• 题目要求
能把下面这段讲TransformerModel并行适配的文字从头到尾一字不差地抄写出来吗?

• 阅读原文
- - - -

TransformerModel并行适配

可以看出张量按顺序,先经过ColumnParallelLinear列切矩阵乘得到并行的结果,然后输入RowParallelLinear行切矩阵乘,就能得到完整的两次矩阵乘结果。

Column+Row

根据以上的分析,可以将模型构建中构建的TransformerModel模型修改为支持并行切分的模型结构。

  1. Attention

    以MHA(Multi Head Attention)为例,Transformer中典型的Attention模块是多头的,每个注意力头相互独立,因此在保证单个注意力头完整的情况下,激活值在hidden_size的维度是可切。如假设一个MHA的头数num_heads是16,每个头的维度head_dim是256,hidden_size就是4096,计算Q/K/V的Linear的in/out都是4096。当模型并行tensor_model_parallel=4时,这些Linear被切分到4个device,每个device(4096,1024),等于每个device计算4个头。

    MHA

    Attention模块编码示例:

    class ParallelAttention(nn.Cell):
        def __init__(self, config):
            super().__init__()
            self.tensor_model_parallel_size = COMMUN_HELPER.get_tensor_model_paralell_group_size()
            self.num_heads_per_partition = config.num_heads // self.tensor_model_parallel_size
            self.head_dim = config.hidden_size // config.num_heads
            self.norm_factor = math.sqrt(self.head_dim)
            self.q = ColumnParallelLinear(in_channels=config.hidden_size,
                                          out_channels=config.hidden_size,
                                          weight_init='normal',
                                          has_bias=config.has_bias)
            self.k = ColumnParallelLinear(in_channels=config.hidden_size,
                                          out_channels=config.hidden_size,
                                          weight_init='normal',
                                          dtype=config.dtype,
                                          has_bias=config.has_bias)
            self.v = ColumnParallelLinear(in_channels=config.hidden_size,
                                          out_channels=config.hidden_size,
                                          weight_init='normal',
                                          dtype=config.dtype,
                                          has_bias=config.has_bias)

- - - -

• 所给数据
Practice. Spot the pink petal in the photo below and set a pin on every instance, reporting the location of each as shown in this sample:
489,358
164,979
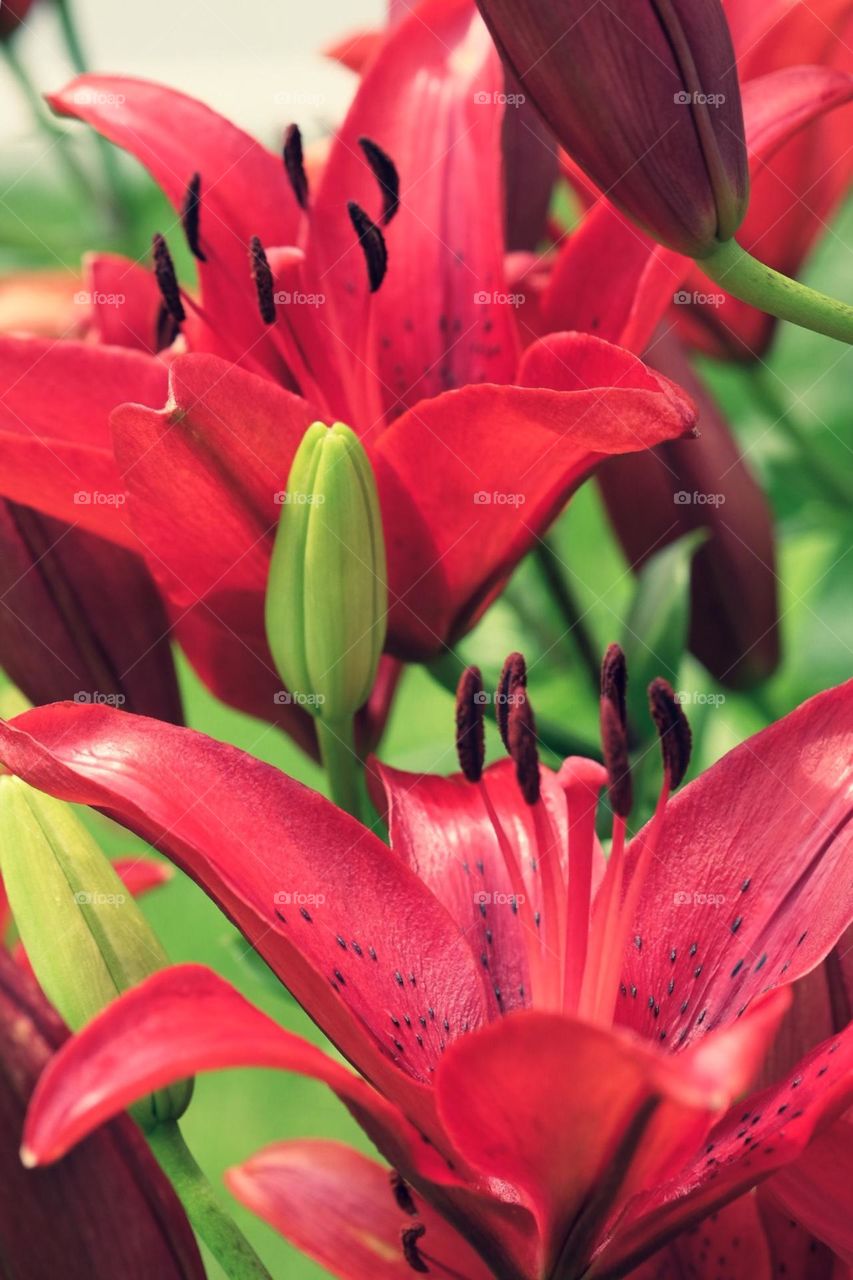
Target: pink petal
751,885
470,479
316,894
338,1207
55,400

- - - -

• 本题作答
TransformerModel并行适配

可以看出张量按顺序,先经过ColumnParallelLinear列切矩阵乘得到并行的结果,然后输入RowParallelLinear行切矩阵乘,就能得到完整的两次矩阵乘结果。

Column+Row

根据以上的分析,可以将模型构建中构建的TransformerModel模型修改为支持并行切分的模型结构。

  1. Attention

    以MHA(Multi Head Attention)为例,Transformer中典型的Attention模块是多头的,每个注意力头相互独立,因此在保证单个注意力头完整的情况下,激活值在hidden_size的维度是可切。如假设一个MHA的头数num_heads是16,每个头的维度head_dim是256,hidden_size就是4096,计算Q/K/V的Linear的in/out都是4096。当模型并行tensor_model_parallel=4时,这些Linear被切分到4个device,每个device(4096,1024),等于每个device计算4个头。

    MHA

    Attention模块编码示例:

    class ParallelAttention(nn.Cell):
        def __init__(self, config):
            super().__init__()
            self.tensor_model_parallel_size = COMMUN_HELPER.get_tensor_model_paralell_group_size()
            self.num_heads_per_partition = config.num_heads // self.tensor_model_parallel_size
            self.head_dim = config.hidden_size // config.num_heads
            self.norm_factor = math.sqrt(self.head_dim)
            self.q = ColumnParallelLinear(in_channels=config.hidden_size,
                                          out_channels=config.hidden_size,
                                          weight_init='normal',
                                          has_bias=config.has_bias)
            self.k = ColumnParallelLinear(in_channels=config.hidden_size,
                                          out_channels=config.hidden_size,
                                          weight_init='normal',
                                          dtype=config.dtype,
                                          has_bias=config.has_bias)
            self.v = ColumnParallelLinear(in_channels=config.hidden_size,
                                          out_channels=config.hidden_size,
                                          weight_init='normal',
                                          dtype=config.dtype,
                                          has_bias=config.has_bias)